YOUR INSTRUCTIONS:
The answer should contain only the lines running from the line with "Place one point on every instance of the blurred" to the end of the material, reproduced verbatim.
--- DATA PROVIDED Enclosed Below ---
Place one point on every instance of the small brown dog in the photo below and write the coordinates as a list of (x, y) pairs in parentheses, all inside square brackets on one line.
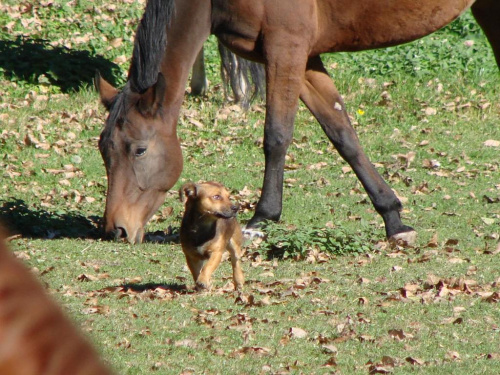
[(208, 228)]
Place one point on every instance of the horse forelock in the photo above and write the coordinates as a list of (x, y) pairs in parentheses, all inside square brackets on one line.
[(117, 114), (150, 44)]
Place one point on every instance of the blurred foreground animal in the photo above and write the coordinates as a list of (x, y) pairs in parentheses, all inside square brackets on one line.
[(208, 228), (36, 338)]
--- End of Enclosed DATA PROVIDED ---
EXERCISE RESPONSE:
Place one point on every instance of the blurred foreground animal in the photo above and write the coordinates as a list of (x, y) pairs in parentheses, all inside square brackets on one line.
[(208, 228), (36, 338)]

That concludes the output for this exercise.